* [Labeled-object pointing entries]
──────

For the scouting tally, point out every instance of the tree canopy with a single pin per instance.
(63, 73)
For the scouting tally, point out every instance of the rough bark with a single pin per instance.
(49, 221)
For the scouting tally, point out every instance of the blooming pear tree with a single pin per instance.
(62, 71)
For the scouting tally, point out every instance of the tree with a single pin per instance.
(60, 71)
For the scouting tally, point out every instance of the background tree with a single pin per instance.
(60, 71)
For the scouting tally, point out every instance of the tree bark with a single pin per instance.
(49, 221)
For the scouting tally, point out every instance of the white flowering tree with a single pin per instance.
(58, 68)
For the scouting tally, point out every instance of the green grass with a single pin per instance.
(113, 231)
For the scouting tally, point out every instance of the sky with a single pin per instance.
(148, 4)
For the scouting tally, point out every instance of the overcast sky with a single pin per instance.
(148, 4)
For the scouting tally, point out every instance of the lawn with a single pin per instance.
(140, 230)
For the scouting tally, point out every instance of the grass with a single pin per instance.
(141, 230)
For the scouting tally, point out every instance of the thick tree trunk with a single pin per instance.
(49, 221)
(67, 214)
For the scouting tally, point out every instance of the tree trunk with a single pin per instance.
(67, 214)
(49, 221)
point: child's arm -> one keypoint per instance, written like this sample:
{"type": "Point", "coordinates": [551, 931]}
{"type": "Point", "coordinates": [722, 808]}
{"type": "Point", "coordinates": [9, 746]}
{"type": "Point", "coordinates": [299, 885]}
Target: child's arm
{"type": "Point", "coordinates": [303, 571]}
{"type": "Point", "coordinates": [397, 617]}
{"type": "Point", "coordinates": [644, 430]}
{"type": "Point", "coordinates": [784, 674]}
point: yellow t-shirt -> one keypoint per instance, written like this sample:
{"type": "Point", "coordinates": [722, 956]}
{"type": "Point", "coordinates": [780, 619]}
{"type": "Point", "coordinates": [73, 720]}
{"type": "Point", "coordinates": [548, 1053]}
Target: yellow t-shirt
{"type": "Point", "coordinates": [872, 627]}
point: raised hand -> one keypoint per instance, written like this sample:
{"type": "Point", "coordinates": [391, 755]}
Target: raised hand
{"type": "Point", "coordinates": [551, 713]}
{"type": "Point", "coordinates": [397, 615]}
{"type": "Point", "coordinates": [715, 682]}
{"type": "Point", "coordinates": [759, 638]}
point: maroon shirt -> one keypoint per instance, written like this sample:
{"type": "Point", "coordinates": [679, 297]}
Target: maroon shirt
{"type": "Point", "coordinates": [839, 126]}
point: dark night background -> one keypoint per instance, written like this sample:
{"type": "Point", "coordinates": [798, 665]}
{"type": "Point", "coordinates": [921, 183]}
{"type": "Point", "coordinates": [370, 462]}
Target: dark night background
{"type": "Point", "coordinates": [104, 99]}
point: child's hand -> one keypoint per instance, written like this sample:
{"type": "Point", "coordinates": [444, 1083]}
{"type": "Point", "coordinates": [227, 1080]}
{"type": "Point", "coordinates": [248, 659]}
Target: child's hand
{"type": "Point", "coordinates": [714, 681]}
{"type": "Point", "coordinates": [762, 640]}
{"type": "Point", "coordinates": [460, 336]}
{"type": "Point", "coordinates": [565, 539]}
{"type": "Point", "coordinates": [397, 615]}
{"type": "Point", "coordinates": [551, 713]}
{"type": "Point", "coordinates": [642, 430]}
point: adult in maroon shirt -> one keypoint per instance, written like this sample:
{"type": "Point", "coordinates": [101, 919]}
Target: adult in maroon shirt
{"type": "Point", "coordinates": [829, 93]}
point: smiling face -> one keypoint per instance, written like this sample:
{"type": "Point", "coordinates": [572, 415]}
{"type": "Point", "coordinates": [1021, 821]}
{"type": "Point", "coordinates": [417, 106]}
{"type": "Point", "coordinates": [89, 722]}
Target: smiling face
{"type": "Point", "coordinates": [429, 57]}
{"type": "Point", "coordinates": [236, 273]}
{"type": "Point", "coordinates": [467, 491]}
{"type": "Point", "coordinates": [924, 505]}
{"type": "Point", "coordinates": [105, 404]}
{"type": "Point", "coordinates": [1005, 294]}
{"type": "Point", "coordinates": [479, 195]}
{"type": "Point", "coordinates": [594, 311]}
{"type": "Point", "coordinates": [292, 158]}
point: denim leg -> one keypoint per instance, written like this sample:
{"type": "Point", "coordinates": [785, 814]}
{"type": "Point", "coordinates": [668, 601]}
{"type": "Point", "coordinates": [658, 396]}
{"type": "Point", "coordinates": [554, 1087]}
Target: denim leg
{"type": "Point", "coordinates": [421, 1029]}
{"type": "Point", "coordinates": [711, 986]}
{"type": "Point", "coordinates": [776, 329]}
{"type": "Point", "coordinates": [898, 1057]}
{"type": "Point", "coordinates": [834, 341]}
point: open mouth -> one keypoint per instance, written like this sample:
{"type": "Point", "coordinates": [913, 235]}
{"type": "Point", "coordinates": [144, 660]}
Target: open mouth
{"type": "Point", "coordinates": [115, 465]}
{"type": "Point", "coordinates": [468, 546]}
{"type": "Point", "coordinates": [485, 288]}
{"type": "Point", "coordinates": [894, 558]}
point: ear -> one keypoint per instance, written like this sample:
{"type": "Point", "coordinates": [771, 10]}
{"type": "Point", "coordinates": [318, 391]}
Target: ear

──────

Output each record exactly, leaving nothing out.

For the scouting tally, point out every instance of the tree canopy with a single pin per instance.
(63, 73)
For the scouting tally, point out every instance of the rough bark with a single pin per instance.
(49, 221)
For the scouting tally, point out every instance of the blooming pear tree with a single pin per instance.
(62, 71)
For the scouting tally, point out every instance of the tree with a single pin per instance.
(60, 71)
For the scouting tally, point out every instance of the background tree with a single pin per instance.
(60, 71)
For the scouting tally, point out every instance of the tree bark with a single pin per instance.
(49, 221)
For the scouting tally, point out every instance of the white flowering tree with a single pin per instance.
(58, 68)
For the scouting tally, point out every instance of the green grass with a single pin per instance.
(113, 231)
For the scouting tally, point out every instance of the sky with a single pin per instance.
(148, 4)
For the scouting tally, point out every instance of the overcast sky with a single pin per instance.
(148, 4)
For the scouting tally, point out every instance of the lawn with a single pin per instance.
(140, 230)
For the scouting tally, point out every instance of the grass with a single pin per instance.
(141, 230)
For the scouting tally, point out every instance of the thick tree trunk with a single pin per instance.
(49, 221)
(67, 214)
For the scouting tally, point out every instance of the tree trunk with a single pin per instance.
(67, 214)
(49, 221)
point: child's arm -> one keypoint per instance, written like this sample:
{"type": "Point", "coordinates": [551, 931]}
{"type": "Point", "coordinates": [722, 808]}
{"type": "Point", "coordinates": [9, 746]}
{"type": "Point", "coordinates": [299, 885]}
Target: child's arm
{"type": "Point", "coordinates": [303, 571]}
{"type": "Point", "coordinates": [397, 617]}
{"type": "Point", "coordinates": [644, 430]}
{"type": "Point", "coordinates": [784, 674]}
point: yellow t-shirt -> one keypoint per instance, written like this sample:
{"type": "Point", "coordinates": [722, 956]}
{"type": "Point", "coordinates": [780, 619]}
{"type": "Point", "coordinates": [73, 720]}
{"type": "Point", "coordinates": [548, 1053]}
Target: yellow t-shirt
{"type": "Point", "coordinates": [872, 627]}
point: raised hand -> one keypoint per instance, written like this sample:
{"type": "Point", "coordinates": [391, 755]}
Target: raised hand
{"type": "Point", "coordinates": [551, 713]}
{"type": "Point", "coordinates": [397, 615]}
{"type": "Point", "coordinates": [715, 682]}
{"type": "Point", "coordinates": [759, 638]}
point: maroon shirt -> one keypoint per instance, written like this sample:
{"type": "Point", "coordinates": [679, 297]}
Target: maroon shirt
{"type": "Point", "coordinates": [839, 126]}
point: dark night background -> one keypoint per instance, written like this sample:
{"type": "Point", "coordinates": [798, 665]}
{"type": "Point", "coordinates": [921, 183]}
{"type": "Point", "coordinates": [370, 462]}
Target: dark night background
{"type": "Point", "coordinates": [104, 99]}
point: child's hand -> one keypoint per instance, written like this sample:
{"type": "Point", "coordinates": [444, 1083]}
{"type": "Point", "coordinates": [227, 1080]}
{"type": "Point", "coordinates": [248, 659]}
Target: child's hand
{"type": "Point", "coordinates": [714, 681]}
{"type": "Point", "coordinates": [762, 640]}
{"type": "Point", "coordinates": [460, 336]}
{"type": "Point", "coordinates": [565, 539]}
{"type": "Point", "coordinates": [397, 615]}
{"type": "Point", "coordinates": [551, 713]}
{"type": "Point", "coordinates": [642, 430]}
point: adult in maroon shirt -> one keypoint per instance, written like this sample:
{"type": "Point", "coordinates": [101, 919]}
Target: adult in maroon shirt
{"type": "Point", "coordinates": [829, 93]}
point: smiling face -> one keypoint per instance, written like this sample:
{"type": "Point", "coordinates": [572, 415]}
{"type": "Point", "coordinates": [1021, 821]}
{"type": "Point", "coordinates": [417, 106]}
{"type": "Point", "coordinates": [89, 722]}
Target: smiling face
{"type": "Point", "coordinates": [429, 57]}
{"type": "Point", "coordinates": [236, 273]}
{"type": "Point", "coordinates": [467, 491]}
{"type": "Point", "coordinates": [924, 505]}
{"type": "Point", "coordinates": [105, 404]}
{"type": "Point", "coordinates": [1005, 294]}
{"type": "Point", "coordinates": [479, 195]}
{"type": "Point", "coordinates": [594, 311]}
{"type": "Point", "coordinates": [292, 158]}
point: denim leg -> one keypoint per instance, written like this sample:
{"type": "Point", "coordinates": [785, 814]}
{"type": "Point", "coordinates": [668, 601]}
{"type": "Point", "coordinates": [658, 396]}
{"type": "Point", "coordinates": [554, 1087]}
Target: denim leg
{"type": "Point", "coordinates": [421, 1029]}
{"type": "Point", "coordinates": [711, 986]}
{"type": "Point", "coordinates": [776, 329]}
{"type": "Point", "coordinates": [898, 1057]}
{"type": "Point", "coordinates": [834, 341]}
point: open mouth -> one keypoint per instance, written like this sample:
{"type": "Point", "coordinates": [913, 235]}
{"type": "Point", "coordinates": [144, 660]}
Target: open mouth
{"type": "Point", "coordinates": [115, 465]}
{"type": "Point", "coordinates": [468, 546]}
{"type": "Point", "coordinates": [485, 288]}
{"type": "Point", "coordinates": [894, 558]}
point: ear -> one keypoint per instance, written like this sample:
{"type": "Point", "coordinates": [771, 10]}
{"type": "Point", "coordinates": [318, 391]}
Target: ear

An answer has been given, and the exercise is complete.